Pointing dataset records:
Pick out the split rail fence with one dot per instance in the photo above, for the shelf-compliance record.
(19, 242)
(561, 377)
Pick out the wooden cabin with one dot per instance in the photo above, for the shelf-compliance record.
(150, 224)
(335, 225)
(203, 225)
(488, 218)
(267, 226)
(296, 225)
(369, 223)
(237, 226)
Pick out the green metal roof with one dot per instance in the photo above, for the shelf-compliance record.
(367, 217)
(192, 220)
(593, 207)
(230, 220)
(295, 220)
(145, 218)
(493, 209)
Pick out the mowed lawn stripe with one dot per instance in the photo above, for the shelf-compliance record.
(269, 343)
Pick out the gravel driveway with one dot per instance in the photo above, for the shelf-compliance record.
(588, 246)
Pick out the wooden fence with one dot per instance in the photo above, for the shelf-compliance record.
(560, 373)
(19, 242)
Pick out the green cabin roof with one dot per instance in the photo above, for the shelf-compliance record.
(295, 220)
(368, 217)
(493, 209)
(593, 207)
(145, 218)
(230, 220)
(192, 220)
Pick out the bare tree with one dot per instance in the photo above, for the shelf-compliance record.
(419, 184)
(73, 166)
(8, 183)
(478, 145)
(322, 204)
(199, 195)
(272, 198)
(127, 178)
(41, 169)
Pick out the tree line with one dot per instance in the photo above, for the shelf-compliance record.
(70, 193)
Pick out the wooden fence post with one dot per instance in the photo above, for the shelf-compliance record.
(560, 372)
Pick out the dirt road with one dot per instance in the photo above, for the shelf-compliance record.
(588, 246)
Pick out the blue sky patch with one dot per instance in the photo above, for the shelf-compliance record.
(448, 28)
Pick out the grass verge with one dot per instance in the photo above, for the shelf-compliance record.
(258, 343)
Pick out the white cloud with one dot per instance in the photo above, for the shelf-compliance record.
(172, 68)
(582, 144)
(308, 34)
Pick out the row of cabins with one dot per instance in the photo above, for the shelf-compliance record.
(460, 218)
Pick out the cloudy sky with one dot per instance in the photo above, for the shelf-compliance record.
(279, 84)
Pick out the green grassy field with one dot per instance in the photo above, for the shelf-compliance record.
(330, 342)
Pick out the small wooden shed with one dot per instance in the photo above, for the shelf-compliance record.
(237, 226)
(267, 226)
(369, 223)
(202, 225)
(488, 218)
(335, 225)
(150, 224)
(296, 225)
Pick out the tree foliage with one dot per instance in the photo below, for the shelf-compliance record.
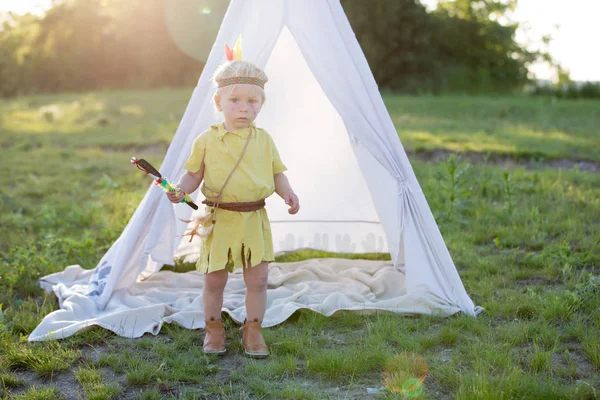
(91, 44)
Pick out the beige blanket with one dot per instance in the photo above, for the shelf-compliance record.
(322, 285)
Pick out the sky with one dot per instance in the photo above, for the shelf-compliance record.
(574, 43)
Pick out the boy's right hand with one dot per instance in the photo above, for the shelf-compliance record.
(175, 198)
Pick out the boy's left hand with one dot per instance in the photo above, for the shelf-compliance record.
(291, 200)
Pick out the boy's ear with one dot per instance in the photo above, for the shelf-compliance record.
(217, 100)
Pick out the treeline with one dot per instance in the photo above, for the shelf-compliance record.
(91, 44)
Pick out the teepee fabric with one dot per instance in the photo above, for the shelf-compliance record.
(356, 186)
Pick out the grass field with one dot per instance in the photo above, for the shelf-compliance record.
(526, 242)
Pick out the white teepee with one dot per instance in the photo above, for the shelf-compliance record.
(357, 189)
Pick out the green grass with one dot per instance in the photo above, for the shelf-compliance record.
(538, 128)
(526, 242)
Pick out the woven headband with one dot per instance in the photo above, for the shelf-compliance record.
(237, 80)
(234, 55)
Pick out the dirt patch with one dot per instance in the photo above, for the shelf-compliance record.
(504, 160)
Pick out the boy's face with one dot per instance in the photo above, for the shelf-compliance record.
(240, 107)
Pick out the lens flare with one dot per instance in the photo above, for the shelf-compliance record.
(193, 24)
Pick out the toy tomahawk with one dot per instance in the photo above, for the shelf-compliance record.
(161, 181)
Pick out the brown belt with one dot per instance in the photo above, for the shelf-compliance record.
(238, 206)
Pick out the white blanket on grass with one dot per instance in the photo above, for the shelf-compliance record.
(322, 285)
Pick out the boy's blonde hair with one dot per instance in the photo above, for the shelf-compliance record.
(238, 68)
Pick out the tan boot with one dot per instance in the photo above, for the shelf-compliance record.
(214, 337)
(253, 341)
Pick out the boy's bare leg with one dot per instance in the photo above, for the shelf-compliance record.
(256, 291)
(212, 295)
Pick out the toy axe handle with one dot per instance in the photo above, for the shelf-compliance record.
(149, 169)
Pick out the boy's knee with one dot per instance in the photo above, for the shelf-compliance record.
(256, 285)
(215, 280)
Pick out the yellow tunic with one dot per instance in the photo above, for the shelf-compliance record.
(236, 236)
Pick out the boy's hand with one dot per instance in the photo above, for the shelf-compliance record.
(175, 198)
(291, 200)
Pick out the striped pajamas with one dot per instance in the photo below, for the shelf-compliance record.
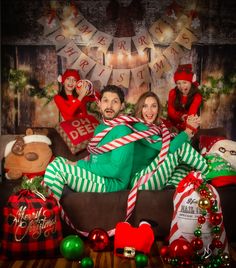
(59, 173)
(174, 168)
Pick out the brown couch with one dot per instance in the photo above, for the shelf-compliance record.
(103, 210)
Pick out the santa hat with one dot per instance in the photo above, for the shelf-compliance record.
(67, 73)
(27, 139)
(206, 143)
(184, 72)
(130, 241)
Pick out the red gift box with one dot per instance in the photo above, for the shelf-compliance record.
(77, 132)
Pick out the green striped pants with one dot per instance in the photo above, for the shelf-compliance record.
(59, 173)
(174, 168)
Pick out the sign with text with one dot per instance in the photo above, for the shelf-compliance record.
(77, 132)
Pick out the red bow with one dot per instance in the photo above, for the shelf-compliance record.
(189, 179)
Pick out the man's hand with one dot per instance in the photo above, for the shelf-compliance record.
(71, 163)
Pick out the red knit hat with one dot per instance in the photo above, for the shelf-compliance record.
(130, 241)
(206, 142)
(70, 72)
(184, 72)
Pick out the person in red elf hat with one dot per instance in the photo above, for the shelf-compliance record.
(72, 98)
(185, 99)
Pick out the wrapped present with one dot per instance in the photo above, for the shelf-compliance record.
(32, 226)
(77, 132)
(130, 241)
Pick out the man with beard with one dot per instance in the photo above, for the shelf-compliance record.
(108, 171)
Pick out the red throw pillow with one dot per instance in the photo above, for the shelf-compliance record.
(206, 142)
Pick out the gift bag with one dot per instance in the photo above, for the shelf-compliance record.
(197, 221)
(77, 133)
(31, 227)
(130, 241)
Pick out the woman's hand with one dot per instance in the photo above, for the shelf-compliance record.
(193, 121)
(71, 163)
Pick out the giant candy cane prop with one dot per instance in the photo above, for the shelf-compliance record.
(136, 135)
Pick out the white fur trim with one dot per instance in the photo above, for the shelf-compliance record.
(194, 79)
(28, 139)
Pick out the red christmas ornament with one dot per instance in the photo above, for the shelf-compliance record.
(180, 248)
(98, 239)
(203, 192)
(215, 218)
(197, 243)
(217, 243)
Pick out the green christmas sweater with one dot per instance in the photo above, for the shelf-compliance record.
(116, 165)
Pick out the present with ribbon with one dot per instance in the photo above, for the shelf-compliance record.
(197, 222)
(77, 132)
(32, 226)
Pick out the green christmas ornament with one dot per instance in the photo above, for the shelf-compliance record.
(87, 262)
(141, 260)
(72, 247)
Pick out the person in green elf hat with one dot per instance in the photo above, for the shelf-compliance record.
(106, 172)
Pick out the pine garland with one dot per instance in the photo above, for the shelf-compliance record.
(34, 184)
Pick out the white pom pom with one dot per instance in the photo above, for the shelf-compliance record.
(59, 78)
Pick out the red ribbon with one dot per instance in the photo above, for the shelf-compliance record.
(189, 179)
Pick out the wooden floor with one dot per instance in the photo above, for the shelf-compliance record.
(101, 260)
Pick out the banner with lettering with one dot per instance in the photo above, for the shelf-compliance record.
(77, 133)
(32, 226)
(197, 210)
(174, 30)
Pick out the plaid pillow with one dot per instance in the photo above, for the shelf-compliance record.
(31, 227)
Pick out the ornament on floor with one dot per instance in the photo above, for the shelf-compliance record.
(98, 239)
(72, 247)
(87, 262)
(197, 235)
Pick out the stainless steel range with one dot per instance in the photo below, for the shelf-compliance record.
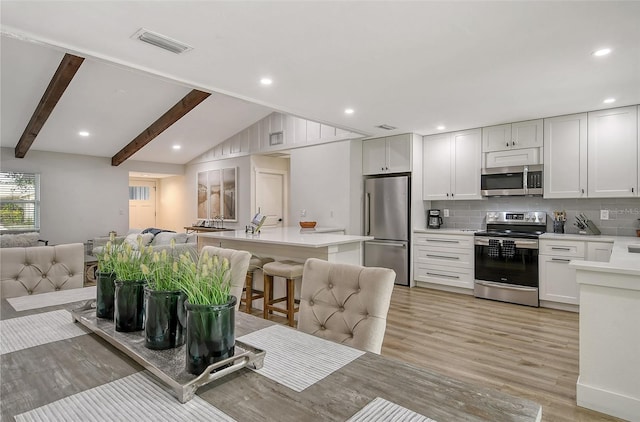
(506, 257)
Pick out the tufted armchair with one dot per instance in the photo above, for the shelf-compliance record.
(238, 264)
(345, 303)
(41, 269)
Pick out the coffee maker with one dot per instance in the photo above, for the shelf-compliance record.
(434, 221)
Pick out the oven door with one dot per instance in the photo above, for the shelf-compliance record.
(507, 260)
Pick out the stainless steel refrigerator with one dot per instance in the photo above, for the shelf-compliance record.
(387, 211)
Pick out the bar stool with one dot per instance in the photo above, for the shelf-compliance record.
(250, 294)
(290, 271)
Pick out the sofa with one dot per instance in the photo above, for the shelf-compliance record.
(41, 269)
(156, 238)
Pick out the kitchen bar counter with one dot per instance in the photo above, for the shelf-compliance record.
(291, 243)
(609, 379)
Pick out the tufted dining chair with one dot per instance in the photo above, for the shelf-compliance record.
(345, 303)
(238, 265)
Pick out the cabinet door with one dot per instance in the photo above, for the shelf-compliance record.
(496, 138)
(399, 153)
(526, 134)
(565, 156)
(613, 153)
(374, 156)
(467, 158)
(599, 251)
(558, 280)
(436, 161)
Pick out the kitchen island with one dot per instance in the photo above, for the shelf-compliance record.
(290, 243)
(609, 379)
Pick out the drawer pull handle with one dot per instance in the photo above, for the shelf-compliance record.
(443, 257)
(443, 275)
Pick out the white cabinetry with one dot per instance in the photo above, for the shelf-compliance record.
(565, 156)
(451, 165)
(613, 153)
(387, 155)
(512, 136)
(557, 278)
(445, 259)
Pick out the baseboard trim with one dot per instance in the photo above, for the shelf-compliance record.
(607, 402)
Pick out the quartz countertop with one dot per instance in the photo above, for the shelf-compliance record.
(466, 232)
(289, 236)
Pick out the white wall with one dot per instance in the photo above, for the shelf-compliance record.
(321, 184)
(81, 196)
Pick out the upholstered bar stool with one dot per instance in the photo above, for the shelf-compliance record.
(290, 271)
(250, 294)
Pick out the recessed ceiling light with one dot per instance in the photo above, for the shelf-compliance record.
(601, 52)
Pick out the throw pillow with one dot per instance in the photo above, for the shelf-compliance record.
(132, 239)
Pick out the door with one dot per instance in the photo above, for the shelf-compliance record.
(565, 156)
(613, 153)
(270, 196)
(387, 207)
(394, 255)
(142, 203)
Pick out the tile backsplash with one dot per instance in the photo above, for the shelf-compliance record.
(623, 212)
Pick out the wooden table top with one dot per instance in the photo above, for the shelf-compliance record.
(43, 374)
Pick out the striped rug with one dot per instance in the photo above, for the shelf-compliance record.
(34, 330)
(298, 360)
(42, 300)
(381, 410)
(137, 397)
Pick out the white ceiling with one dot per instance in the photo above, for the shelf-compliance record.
(413, 65)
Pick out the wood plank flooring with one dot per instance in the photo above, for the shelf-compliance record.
(527, 352)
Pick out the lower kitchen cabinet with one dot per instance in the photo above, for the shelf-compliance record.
(557, 279)
(445, 259)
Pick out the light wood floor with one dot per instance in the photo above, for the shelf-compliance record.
(523, 351)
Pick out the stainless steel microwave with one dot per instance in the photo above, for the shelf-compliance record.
(512, 181)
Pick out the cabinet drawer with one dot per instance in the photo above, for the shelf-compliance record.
(443, 256)
(442, 274)
(443, 240)
(562, 248)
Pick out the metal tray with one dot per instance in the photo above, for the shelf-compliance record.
(167, 365)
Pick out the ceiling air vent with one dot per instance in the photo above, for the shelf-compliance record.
(161, 41)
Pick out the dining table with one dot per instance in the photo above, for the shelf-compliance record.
(54, 368)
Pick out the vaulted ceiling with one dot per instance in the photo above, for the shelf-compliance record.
(412, 65)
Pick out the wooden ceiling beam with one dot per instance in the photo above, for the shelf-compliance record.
(175, 113)
(58, 84)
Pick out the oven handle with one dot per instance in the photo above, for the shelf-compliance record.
(506, 286)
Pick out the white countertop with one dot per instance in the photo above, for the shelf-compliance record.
(289, 236)
(465, 232)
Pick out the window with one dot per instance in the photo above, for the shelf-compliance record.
(19, 201)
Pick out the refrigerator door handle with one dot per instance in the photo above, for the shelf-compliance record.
(367, 205)
(396, 244)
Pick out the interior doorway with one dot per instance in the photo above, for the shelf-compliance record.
(271, 196)
(142, 203)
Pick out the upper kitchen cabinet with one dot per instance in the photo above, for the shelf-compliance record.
(387, 155)
(613, 152)
(512, 136)
(451, 165)
(565, 156)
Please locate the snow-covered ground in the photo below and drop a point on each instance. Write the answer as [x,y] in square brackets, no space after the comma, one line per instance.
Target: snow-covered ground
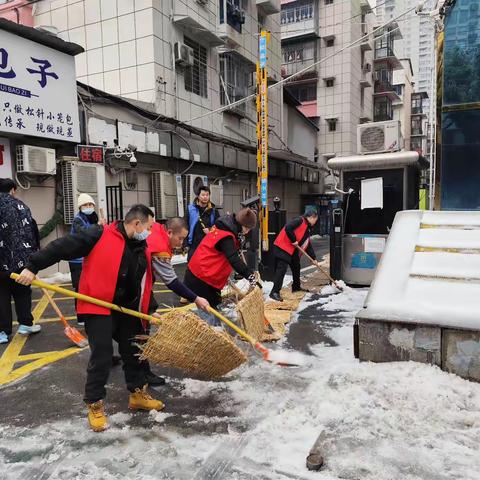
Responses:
[399,421]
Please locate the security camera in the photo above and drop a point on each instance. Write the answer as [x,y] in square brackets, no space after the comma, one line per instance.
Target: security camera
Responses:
[251,202]
[133,160]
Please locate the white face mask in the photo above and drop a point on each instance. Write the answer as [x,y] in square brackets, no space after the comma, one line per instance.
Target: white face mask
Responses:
[141,236]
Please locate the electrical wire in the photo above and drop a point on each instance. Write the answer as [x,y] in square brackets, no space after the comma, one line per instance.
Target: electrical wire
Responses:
[303,70]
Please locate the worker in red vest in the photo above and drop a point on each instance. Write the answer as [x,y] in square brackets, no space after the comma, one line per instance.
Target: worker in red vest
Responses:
[161,242]
[117,269]
[218,255]
[296,232]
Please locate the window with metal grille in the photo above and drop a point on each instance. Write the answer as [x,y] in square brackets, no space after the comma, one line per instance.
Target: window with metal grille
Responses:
[332,124]
[304,92]
[196,74]
[235,79]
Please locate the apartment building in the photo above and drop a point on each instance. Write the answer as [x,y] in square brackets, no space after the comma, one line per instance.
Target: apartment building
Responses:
[337,93]
[418,39]
[187,57]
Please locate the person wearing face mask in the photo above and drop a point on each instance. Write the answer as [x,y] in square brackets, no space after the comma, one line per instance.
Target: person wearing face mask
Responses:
[116,268]
[218,255]
[85,218]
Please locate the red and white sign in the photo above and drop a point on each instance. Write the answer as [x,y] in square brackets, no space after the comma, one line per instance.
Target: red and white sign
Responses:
[5,159]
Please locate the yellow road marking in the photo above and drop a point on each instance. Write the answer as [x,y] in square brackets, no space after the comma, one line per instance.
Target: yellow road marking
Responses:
[34,356]
[11,355]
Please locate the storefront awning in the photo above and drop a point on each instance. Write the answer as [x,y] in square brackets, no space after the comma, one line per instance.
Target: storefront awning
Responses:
[378,161]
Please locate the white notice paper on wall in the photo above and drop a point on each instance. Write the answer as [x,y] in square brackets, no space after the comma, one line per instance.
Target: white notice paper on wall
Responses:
[374,244]
[371,193]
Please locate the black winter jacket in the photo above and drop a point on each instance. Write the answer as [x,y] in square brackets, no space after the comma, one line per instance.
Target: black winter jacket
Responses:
[19,237]
[227,245]
[132,266]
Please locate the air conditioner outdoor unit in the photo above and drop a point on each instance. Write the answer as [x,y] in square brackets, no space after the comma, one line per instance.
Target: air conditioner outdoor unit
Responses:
[216,195]
[80,177]
[183,54]
[36,160]
[164,194]
[379,137]
[192,184]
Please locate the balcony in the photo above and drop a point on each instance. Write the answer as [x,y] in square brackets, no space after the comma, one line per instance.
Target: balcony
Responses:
[418,132]
[385,88]
[299,21]
[296,57]
[386,56]
[188,19]
[366,78]
[269,6]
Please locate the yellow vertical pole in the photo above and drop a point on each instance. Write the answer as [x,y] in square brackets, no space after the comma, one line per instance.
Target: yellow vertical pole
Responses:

▶ [Required task] Write the lines out exactly, from the one with "Please locate the air" down to the last line of the listing, and leave out all others.

▶ [Written response]
Please locate the air conditioner outdoor unit in the photo above and drop a point on each instance. Write the answer as [x,y] in square brackets, no space after the comma, one line per instance.
Target: air conditioner outdoor unit
Responses:
[216,195]
[80,177]
[183,54]
[36,160]
[164,194]
[379,137]
[192,184]
Please locate the balcony in the photo above and drop a point on each instance. Write the answer as [x,y] in square brackets, no space after the comma, one line per instance.
Target: balcony
Responses:
[418,132]
[385,88]
[299,21]
[296,57]
[386,56]
[188,19]
[366,78]
[269,6]
Please locate the yellow vertical pole in the photo above and drop a point on each instance. Write the answer as [x,y] in square brackets, no space after the comma, one line per instance.
Target: yellow vertical pole
Responses:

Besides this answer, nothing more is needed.